# [WHAT NEEDS TO BE DONE]
Rewrite everything from the first line down to the one containing "(1183, 429)", requests included, and scale each point coordinate by 0.6. Round the results to whole numbers, with halves going up.

# [SUPPLIED INFORMATION]
################

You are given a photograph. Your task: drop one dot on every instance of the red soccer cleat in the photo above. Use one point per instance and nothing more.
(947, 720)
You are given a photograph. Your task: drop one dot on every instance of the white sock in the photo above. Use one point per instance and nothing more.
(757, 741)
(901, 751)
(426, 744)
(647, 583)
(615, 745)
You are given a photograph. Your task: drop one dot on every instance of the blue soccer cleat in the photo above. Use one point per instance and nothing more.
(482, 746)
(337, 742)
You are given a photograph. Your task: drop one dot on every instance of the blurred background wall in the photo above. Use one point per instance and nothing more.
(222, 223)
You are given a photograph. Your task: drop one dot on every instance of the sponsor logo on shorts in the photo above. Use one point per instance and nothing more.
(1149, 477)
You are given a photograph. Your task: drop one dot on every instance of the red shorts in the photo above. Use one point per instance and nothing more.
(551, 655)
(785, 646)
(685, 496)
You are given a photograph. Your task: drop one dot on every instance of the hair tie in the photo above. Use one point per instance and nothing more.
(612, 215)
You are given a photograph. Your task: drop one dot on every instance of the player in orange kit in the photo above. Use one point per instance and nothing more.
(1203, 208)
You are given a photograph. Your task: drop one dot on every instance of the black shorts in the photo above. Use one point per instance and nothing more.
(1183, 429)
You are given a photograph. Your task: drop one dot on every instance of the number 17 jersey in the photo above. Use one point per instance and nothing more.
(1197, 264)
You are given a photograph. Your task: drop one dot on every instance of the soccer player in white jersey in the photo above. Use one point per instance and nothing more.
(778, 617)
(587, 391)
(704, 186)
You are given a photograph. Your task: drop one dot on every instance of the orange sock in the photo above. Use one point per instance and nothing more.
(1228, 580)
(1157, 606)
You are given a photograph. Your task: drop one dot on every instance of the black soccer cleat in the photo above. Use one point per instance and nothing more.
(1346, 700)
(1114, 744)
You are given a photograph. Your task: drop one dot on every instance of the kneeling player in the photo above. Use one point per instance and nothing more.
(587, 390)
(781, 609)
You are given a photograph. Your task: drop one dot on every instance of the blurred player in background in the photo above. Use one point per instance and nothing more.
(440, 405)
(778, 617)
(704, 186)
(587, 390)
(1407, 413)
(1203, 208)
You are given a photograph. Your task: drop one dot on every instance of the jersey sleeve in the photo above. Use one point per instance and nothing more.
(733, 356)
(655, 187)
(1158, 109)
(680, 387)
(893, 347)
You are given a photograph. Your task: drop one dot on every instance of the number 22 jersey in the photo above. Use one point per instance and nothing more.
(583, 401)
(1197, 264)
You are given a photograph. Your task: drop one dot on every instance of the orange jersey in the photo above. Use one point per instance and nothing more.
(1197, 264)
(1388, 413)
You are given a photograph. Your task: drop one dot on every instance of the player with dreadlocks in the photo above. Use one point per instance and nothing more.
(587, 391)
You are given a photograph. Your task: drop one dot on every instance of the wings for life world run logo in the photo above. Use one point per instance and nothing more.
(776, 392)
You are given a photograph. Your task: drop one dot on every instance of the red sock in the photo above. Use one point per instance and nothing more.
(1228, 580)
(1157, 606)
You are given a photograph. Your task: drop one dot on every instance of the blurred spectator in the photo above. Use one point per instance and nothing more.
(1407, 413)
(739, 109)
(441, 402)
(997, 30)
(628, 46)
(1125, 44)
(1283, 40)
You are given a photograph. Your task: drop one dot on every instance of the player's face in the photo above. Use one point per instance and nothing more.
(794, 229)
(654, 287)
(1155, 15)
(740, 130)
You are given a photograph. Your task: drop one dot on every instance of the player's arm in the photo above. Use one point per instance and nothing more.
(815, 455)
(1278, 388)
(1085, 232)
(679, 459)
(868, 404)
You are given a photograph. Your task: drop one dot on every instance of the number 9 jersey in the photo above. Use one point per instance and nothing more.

################

# [CORRECT OUTPUT]
You are given a photograph. Your task: drop one dot on every instance of the red soccer cleat in the photo above. Use one point per instance and nothing more.
(568, 432)
You are given a photograph. Your task: drop one dot on every instance of the white sock in the photo above. Use one point per instance and nothing more.
(454, 445)
(541, 451)
(256, 446)
(388, 350)
(369, 447)
You are given a photograph. Your task: drop one dot on every instance of the blue soccer cleat in the photo above. Use one point per instance and nothing more.
(289, 448)
(202, 445)
You are given a photograph. Your task: drop one dot on every instance of the blurred background wall in the photo above. Use one point per instance and nothing more.
(133, 134)
You are given a photograph. Your task: drop one dot on every instance of the sponsor logo on shorts in the photo above. Use one point per instance and nothing more.
(689, 286)
You are given a photograph. Your task: drop one dot on every instance of the red shorts in the photo above. Use one point per instance and nothing more.
(331, 393)
(471, 388)
(411, 298)
You are given a photograph. Your task: drop one dot on every instance of the hair tie in the photo above. Use one point per instance and nothing more.
(367, 129)
You are given a photograph. Your task: drop one dot on every instance of the player in orange kit in the photo above. Use one point per instance and nothing more.
(722, 125)
You are given a photograph. Your task: drop one dot on every instance of the black shorts in the photo above. Use one point per instance and nothing more.
(710, 257)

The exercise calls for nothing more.